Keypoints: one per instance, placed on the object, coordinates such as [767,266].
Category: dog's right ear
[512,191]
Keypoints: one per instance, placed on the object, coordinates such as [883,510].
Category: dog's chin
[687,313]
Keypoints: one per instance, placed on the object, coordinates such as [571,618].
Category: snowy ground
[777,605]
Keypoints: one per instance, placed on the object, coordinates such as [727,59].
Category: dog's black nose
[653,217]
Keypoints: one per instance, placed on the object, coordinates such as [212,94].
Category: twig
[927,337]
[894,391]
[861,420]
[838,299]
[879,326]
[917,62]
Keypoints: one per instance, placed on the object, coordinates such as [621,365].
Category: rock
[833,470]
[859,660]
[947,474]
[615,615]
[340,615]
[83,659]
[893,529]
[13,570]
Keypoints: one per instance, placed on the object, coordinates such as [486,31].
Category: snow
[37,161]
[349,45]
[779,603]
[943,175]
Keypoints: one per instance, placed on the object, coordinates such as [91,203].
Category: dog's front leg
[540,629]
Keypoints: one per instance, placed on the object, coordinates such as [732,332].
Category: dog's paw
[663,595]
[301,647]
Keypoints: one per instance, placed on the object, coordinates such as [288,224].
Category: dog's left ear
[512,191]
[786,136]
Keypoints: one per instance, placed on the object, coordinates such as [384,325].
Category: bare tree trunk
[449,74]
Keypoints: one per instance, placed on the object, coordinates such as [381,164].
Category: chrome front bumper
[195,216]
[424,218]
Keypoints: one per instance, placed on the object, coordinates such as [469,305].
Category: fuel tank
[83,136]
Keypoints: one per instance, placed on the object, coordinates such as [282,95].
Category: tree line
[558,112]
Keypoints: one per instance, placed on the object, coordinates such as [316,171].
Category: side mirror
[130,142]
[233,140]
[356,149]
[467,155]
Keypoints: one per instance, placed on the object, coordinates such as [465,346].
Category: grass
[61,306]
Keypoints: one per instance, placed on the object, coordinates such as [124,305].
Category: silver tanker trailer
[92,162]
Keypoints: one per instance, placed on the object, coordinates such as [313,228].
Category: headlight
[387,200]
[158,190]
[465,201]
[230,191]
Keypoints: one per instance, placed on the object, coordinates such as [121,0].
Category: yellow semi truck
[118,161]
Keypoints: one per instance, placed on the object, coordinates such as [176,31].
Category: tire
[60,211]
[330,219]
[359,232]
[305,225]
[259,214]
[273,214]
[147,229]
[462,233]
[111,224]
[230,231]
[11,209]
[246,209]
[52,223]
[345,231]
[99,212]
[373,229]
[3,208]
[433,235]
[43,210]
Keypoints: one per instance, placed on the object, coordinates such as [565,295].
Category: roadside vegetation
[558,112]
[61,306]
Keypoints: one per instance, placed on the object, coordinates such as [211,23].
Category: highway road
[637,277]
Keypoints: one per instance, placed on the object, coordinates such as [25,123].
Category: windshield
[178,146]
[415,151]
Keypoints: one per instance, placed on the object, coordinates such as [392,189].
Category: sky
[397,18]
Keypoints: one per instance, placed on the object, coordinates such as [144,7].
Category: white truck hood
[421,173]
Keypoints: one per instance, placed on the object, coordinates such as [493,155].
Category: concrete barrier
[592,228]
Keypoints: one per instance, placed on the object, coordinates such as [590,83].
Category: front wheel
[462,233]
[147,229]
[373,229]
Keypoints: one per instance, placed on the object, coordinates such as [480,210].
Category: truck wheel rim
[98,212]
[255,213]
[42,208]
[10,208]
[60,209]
+---+
DESCRIPTION OF THE TASK:
Repeat precisely, and with nothing added, every line from the one containing "such as [211,23]." to the last line of the listing above.

RESPONSE AREA:
Keypoints: one per instance, placed on the object, coordinates such as [211,23].
Category: highway road
[637,277]
Keypoints: one per instance, placed on the object, coordinates such as [25,123].
Category: windshield
[178,146]
[415,151]
Keypoints: one per instance, placed on the object, coordinates such as [392,189].
Category: sky
[397,18]
Keypoints: one per instance, placed on the object, coordinates such as [144,7].
Category: white truck hood
[421,173]
Keypoints: one per instance, placed on the object, coordinates such as [493,155].
Category: concrete barrier
[592,228]
Keypoints: one per instance, placed on the object, coordinates such as [590,83].
Category: front wheel
[462,233]
[147,229]
[373,229]
Keypoints: one per instance, placed on the object, coordinates such as [480,210].
Category: truck wheel rim
[98,212]
[255,213]
[42,208]
[10,208]
[60,209]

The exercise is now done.